Как-то, когда Скрябин играл один из своих этюдов, мне представился образ женщины, идущей за гробом. Сначала она шла суровая, строгая, замкнутая в своем горе. Постепенно фигура ее сгибалась. Взяв покрывало, лежавшее на рояле, я набросила его на голову, как бы вся уходя в свое отчаяние. Когда женщина подходила к открытой могиле, она как подкошенная падала на колени, и прямая фигура ее сжималась в маленький скорбный комочек. Посмотрев этот этюд, Скрябин сделал мне комплимент, сказав, что у меня очень выразительные руки.

Другая новелла была сложнее. Откуда-то издалека, пройдя длинный тяжелый путь, идет женщина. Сначала она идет стремительно, охваченная радостной надеждой. Потом ею овладевает усталость. Она старается побороть себя, но израненные ноги с трудом подчиняются ей. И вдруг она видит знакомый дом — цель ее пути — и в последнем порыве, собрав все силы, бросается к дверям. У самого порога ноги подгибаются, она падает на колени, стучит кулаками в запертую дверь. Ответа нет. Внезапно наверху ветер распахивает ставни, и в ужасе, видя, что дом пуст, женщина падает на спину с широко раскинутыми руками. Этот этюд мы показали Юргису, и Скрябин настойчиво повторял:

— Понимаете, она лежит распятая!

Александр Николаевич не раз пытался говорить со мной о музыке. Как-то я сказала ему, что страстно люблю музыку, но ничего в ней не понимаю. Сказала, что не люблю читать содержание произведений в программах и что самая большая для меня радость, когда музыка пробуждает во мне мои собственные мысли и чувства, может быть, совсем другие, чем те, которые вкладывал в нее композитор. Почему-то эти мои наивные слова пришлись Скрябину по душе. Он засмеялся, сказал, что я умница и что он не знает ничего несноснее грамотеев в искусстве.

-*-

### Условие задачи A
Проверьте по тексту о Скрябине три утверждения. (i) После первого этюда Скрябин сделал комплимент рукам исполнительницы. (ii) В конце второй новеллы женщине открывают дверь дома. (iii) В тексте говорится о любви к чтению содержания произведений в программах. На каждое ответьте «да» или «нет» и приведите решающие слова текста точной цитатой.
### Условие задачи B
Отредактируйте листинг, начиная со строки, где стоит «Pin a point on every instance of the glass», и до его конца: замените «sofa» на «couch», а всё остальное оставьте без изменений. Приведите только этот отрывок.

(Записи с указанием точек на подписанных объектах)
-*-

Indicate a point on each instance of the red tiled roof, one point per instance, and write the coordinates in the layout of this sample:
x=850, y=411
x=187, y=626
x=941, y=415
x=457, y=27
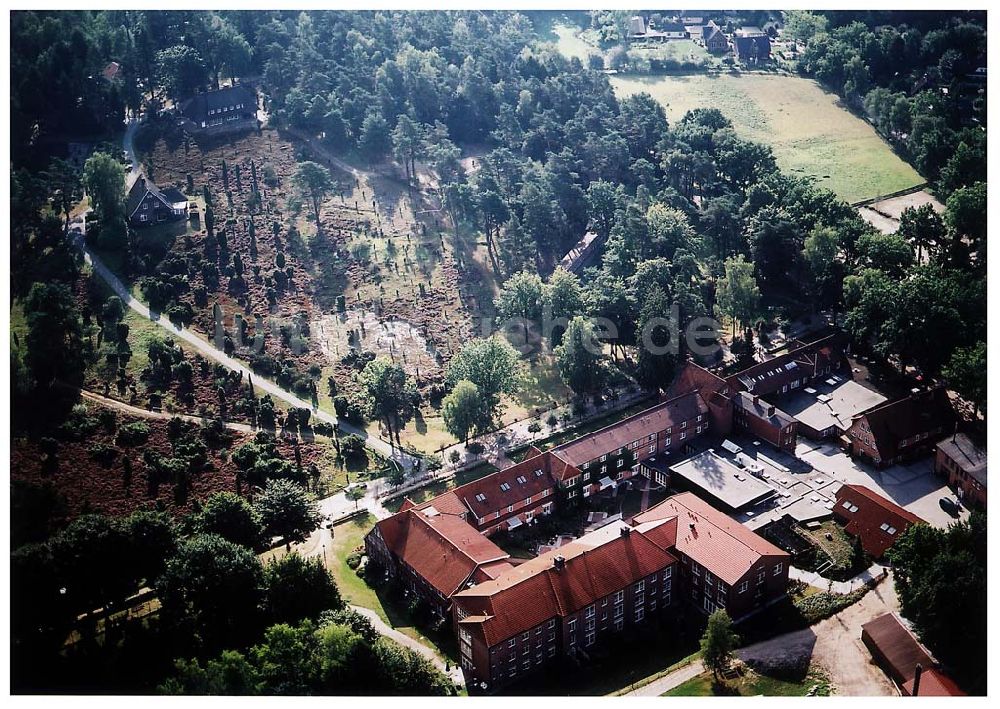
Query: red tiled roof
x=873, y=511
x=805, y=360
x=899, y=420
x=638, y=427
x=443, y=549
x=712, y=538
x=933, y=683
x=533, y=592
x=491, y=487
x=695, y=378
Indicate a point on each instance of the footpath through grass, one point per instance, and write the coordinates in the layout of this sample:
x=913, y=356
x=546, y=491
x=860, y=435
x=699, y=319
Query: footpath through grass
x=752, y=684
x=811, y=133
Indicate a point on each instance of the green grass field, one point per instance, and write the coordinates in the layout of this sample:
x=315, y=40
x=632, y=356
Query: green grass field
x=752, y=685
x=810, y=133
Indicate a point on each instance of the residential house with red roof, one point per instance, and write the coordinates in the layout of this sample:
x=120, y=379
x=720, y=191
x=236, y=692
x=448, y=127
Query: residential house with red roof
x=722, y=563
x=964, y=464
x=802, y=364
x=433, y=554
x=877, y=521
x=896, y=649
x=901, y=430
x=599, y=460
x=563, y=602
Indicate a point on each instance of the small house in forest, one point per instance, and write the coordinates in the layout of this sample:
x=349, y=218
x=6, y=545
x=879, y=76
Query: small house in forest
x=227, y=110
x=147, y=204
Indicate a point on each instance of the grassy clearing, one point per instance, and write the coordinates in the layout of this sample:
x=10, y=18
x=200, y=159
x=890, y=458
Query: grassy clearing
x=753, y=684
x=624, y=662
x=346, y=538
x=838, y=547
x=811, y=134
x=685, y=50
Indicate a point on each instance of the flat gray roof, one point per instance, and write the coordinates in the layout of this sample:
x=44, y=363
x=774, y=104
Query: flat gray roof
x=969, y=457
x=846, y=400
x=717, y=476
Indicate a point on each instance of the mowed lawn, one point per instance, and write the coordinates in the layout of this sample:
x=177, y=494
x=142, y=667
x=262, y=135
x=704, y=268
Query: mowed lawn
x=810, y=133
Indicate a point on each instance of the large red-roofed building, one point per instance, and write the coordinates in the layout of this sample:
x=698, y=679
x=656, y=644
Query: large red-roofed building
x=565, y=601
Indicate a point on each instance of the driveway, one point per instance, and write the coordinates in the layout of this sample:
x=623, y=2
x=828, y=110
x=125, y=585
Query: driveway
x=835, y=645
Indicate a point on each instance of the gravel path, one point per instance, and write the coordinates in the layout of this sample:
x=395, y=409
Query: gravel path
x=835, y=645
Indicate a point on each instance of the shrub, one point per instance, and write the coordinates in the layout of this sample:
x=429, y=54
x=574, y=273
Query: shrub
x=132, y=434
x=103, y=453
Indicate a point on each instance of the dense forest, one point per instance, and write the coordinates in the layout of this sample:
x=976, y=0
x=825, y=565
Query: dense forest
x=691, y=214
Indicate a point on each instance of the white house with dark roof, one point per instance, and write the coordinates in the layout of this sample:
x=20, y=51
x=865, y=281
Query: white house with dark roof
x=147, y=204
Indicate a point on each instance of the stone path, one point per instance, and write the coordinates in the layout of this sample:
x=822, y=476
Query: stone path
x=875, y=571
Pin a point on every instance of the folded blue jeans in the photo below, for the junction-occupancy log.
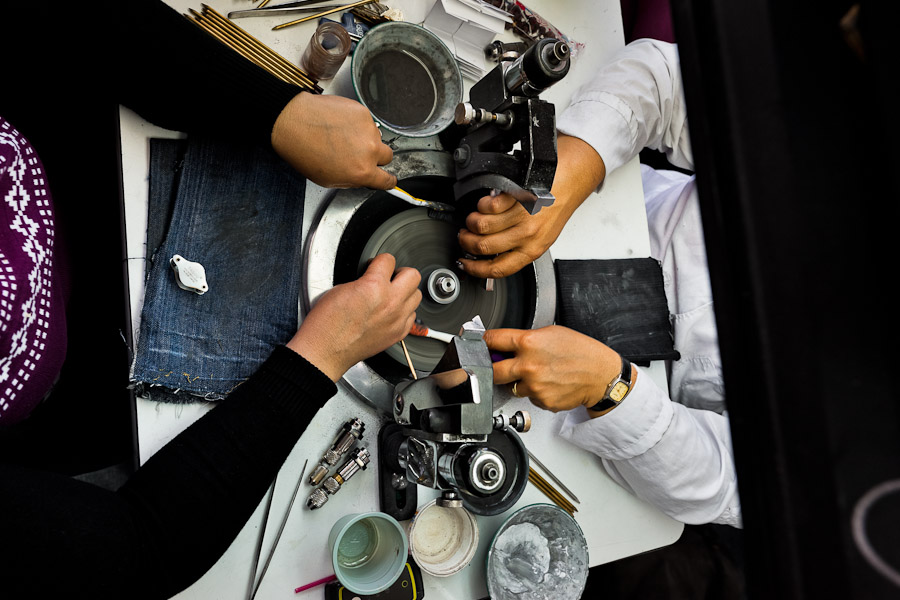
(238, 211)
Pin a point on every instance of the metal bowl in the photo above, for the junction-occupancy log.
(539, 553)
(407, 78)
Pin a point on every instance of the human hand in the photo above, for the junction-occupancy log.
(556, 367)
(502, 226)
(333, 141)
(356, 320)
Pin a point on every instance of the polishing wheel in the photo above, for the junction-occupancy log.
(449, 296)
(355, 225)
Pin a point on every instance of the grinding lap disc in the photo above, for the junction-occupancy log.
(426, 244)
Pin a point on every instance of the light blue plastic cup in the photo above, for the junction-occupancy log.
(368, 551)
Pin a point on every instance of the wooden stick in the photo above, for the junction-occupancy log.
(322, 14)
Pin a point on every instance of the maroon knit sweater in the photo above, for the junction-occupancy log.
(32, 294)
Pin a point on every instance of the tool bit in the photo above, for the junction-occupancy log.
(330, 486)
(352, 431)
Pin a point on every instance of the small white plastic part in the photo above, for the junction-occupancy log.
(190, 276)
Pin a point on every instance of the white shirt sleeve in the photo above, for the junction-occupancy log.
(677, 454)
(634, 102)
(674, 457)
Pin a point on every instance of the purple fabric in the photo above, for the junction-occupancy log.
(32, 302)
(647, 19)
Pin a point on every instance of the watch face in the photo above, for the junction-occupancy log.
(618, 392)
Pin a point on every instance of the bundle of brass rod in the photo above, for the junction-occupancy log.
(251, 48)
(551, 492)
(373, 13)
(322, 14)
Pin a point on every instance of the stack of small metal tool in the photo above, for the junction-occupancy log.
(359, 459)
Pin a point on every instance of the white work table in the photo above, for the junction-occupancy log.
(612, 224)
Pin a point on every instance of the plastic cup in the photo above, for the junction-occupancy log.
(368, 551)
(443, 540)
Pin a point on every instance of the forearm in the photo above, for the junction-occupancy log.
(676, 458)
(189, 501)
(690, 478)
(635, 101)
(579, 172)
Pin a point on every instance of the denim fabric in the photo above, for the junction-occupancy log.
(238, 211)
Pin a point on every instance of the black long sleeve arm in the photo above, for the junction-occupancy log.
(176, 515)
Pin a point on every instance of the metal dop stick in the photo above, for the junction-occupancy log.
(351, 432)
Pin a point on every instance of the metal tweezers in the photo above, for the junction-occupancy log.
(283, 9)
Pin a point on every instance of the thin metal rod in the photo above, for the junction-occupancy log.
(228, 39)
(568, 508)
(280, 529)
(322, 14)
(539, 482)
(412, 369)
(251, 48)
(550, 474)
(261, 49)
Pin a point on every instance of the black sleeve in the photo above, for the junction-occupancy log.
(176, 515)
(177, 76)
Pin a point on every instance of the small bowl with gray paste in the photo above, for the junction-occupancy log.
(539, 553)
(407, 78)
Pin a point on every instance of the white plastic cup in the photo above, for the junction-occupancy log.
(368, 551)
(442, 540)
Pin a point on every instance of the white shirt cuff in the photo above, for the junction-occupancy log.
(606, 123)
(629, 430)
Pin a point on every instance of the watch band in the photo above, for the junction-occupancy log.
(616, 391)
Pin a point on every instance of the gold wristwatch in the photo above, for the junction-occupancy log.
(616, 391)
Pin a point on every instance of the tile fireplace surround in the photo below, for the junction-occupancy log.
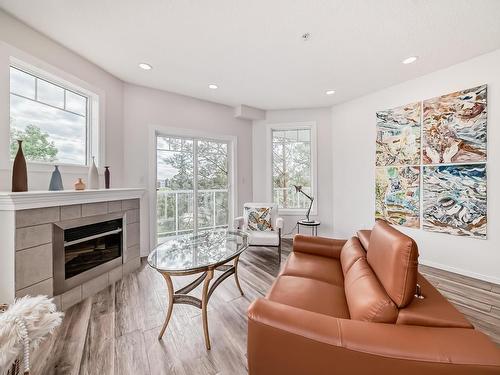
(26, 236)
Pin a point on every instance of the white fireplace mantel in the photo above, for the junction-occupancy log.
(38, 199)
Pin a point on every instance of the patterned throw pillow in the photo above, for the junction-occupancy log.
(259, 218)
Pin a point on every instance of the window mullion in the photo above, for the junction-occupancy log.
(195, 185)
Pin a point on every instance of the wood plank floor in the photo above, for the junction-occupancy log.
(115, 331)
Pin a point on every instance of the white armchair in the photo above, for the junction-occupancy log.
(262, 237)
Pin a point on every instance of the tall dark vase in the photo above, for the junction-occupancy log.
(106, 177)
(19, 171)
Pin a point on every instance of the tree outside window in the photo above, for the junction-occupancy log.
(291, 165)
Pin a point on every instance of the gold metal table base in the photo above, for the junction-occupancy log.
(181, 296)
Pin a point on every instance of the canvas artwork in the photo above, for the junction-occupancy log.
(454, 127)
(455, 199)
(397, 195)
(398, 135)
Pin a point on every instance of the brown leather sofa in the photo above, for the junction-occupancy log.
(350, 307)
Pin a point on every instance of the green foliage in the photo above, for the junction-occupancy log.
(212, 174)
(291, 166)
(36, 145)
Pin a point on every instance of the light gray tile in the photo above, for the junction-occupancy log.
(71, 297)
(33, 236)
(114, 206)
(133, 216)
(131, 266)
(115, 274)
(71, 212)
(130, 204)
(133, 234)
(33, 265)
(44, 288)
(36, 216)
(130, 253)
(92, 209)
(57, 302)
(95, 285)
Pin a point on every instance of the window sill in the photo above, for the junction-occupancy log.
(295, 212)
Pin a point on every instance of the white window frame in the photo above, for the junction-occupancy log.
(95, 111)
(311, 125)
(232, 142)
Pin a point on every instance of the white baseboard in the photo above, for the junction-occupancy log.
(474, 275)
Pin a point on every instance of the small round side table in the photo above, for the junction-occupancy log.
(312, 224)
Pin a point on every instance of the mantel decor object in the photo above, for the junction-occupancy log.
(298, 189)
(93, 178)
(56, 180)
(79, 185)
(19, 171)
(107, 177)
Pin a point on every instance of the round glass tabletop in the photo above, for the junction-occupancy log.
(193, 252)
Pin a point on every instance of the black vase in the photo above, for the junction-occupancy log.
(19, 171)
(106, 177)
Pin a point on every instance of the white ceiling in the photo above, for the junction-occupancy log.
(253, 49)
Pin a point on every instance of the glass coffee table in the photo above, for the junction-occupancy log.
(202, 253)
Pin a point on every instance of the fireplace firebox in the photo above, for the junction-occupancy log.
(86, 248)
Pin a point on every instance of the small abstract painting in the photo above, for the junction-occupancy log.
(455, 199)
(397, 195)
(454, 127)
(398, 135)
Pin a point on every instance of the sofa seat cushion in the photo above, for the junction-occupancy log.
(263, 238)
(433, 310)
(311, 295)
(314, 267)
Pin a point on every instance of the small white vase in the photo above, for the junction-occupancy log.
(93, 180)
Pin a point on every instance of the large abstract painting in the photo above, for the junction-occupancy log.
(455, 199)
(398, 135)
(397, 195)
(454, 127)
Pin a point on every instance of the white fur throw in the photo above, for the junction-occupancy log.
(40, 318)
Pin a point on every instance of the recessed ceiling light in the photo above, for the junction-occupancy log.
(145, 66)
(410, 60)
(306, 36)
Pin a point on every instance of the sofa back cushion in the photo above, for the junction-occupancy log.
(393, 256)
(364, 237)
(351, 252)
(366, 298)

-*-

### Полный ответ A
(i) Да: «Посмотрев этот этюд, Скрябин сделал мне комплимент, сказав, что у меня очень выразительные руки».
(ii) Нет: «Ответа нет».
(iii) Нет: «не люблю читать содержание произведений в программах».

### Полный ответ B
Pin a point on every instance of the glass coffee table in the photo above, for the junction-occupancy log.
(202, 253)
Pin a point on every instance of the fireplace firebox in the photo above, for the junction-occupancy log.
(86, 248)
Pin a point on every instance of the small abstract painting in the photo above, for the junction-occupancy log.
(455, 199)
(397, 195)
(454, 127)
(398, 135)
Pin a point on every instance of the couch seat cushion in the photo above, for the junction-occupancy log.
(263, 238)
(433, 310)
(311, 295)
(314, 267)
Pin a point on every instance of the small white vase in the photo above, for the junction-occupancy log.
(93, 180)
Pin a point on every instance of the large abstract painting in the photo above, for the junction-occupancy log.
(455, 199)
(398, 135)
(397, 195)
(454, 127)
Pin a point on every instance of the white fur throw in the photo above, for the junction-occupancy log.
(40, 318)
Pin a point on every instance of the recessed ceiling light in the photo above, for the junction-occupancy log.
(145, 66)
(410, 60)
(306, 36)
Pin a point on every instance of the couch back cushion in the photo above, for the junction-occupancy log.
(393, 256)
(364, 237)
(351, 252)
(366, 298)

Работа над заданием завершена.